• _Task prompt_:
Look through the data below and, wherever a line carries the word "sheet", please copy that line.

• _Dataset excerpts_:
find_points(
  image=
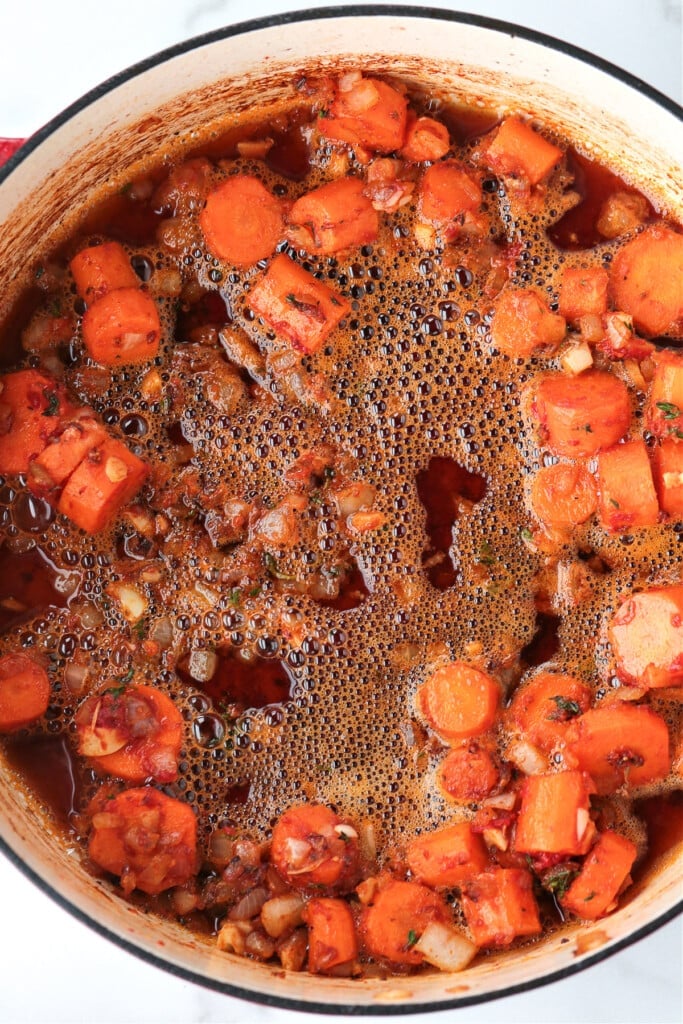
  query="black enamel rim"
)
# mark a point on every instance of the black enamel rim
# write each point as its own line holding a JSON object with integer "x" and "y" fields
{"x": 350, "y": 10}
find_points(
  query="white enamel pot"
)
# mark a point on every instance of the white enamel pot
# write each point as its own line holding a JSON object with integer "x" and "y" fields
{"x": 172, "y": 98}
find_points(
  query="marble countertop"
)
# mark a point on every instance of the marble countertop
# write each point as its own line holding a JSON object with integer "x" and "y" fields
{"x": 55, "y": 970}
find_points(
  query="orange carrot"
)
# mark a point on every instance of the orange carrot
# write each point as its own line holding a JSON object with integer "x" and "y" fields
---
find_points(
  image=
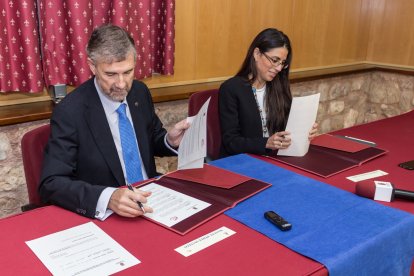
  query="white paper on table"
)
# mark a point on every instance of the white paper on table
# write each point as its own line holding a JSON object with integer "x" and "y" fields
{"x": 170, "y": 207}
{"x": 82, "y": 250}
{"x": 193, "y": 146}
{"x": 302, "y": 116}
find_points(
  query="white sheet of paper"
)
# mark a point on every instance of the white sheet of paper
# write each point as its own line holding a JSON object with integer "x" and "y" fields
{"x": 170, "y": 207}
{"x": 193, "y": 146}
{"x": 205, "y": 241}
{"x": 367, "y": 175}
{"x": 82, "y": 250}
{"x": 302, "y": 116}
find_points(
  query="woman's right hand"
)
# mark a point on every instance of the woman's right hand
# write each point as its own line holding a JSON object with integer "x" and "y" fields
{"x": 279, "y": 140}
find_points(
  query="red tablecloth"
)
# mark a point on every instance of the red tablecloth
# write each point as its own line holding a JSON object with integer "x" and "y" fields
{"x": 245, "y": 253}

• _The answer_:
  query="white sheet of paper"
# mark a point on every instance of the white sheet of paper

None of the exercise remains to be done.